Would you please give every entry again exactly, without the pictures?

☆ ☆ ☆

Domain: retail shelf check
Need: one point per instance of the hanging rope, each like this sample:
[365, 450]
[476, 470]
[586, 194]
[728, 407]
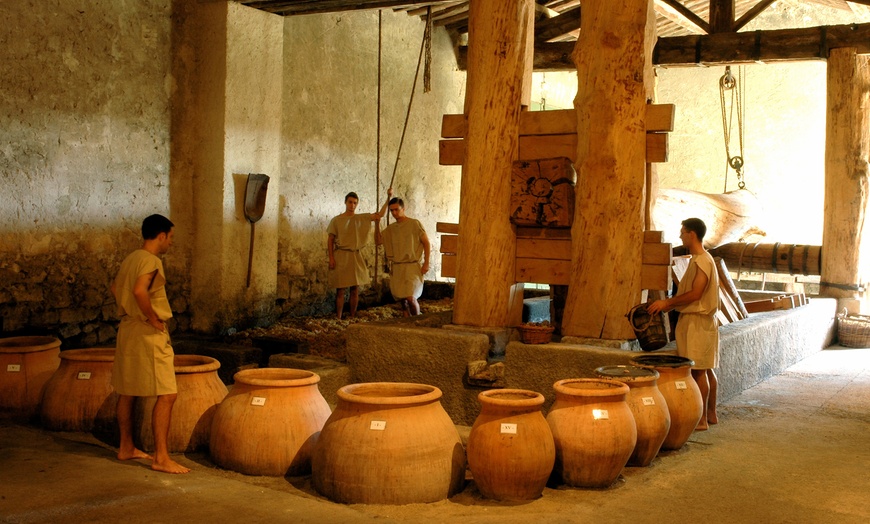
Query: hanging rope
[729, 83]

☆ ☆ ☆

(Answer section)
Domain: retail shelf check
Need: one point per instance of the hanging rope, each like this sample:
[365, 450]
[476, 470]
[586, 194]
[728, 407]
Query: hanging rope
[729, 83]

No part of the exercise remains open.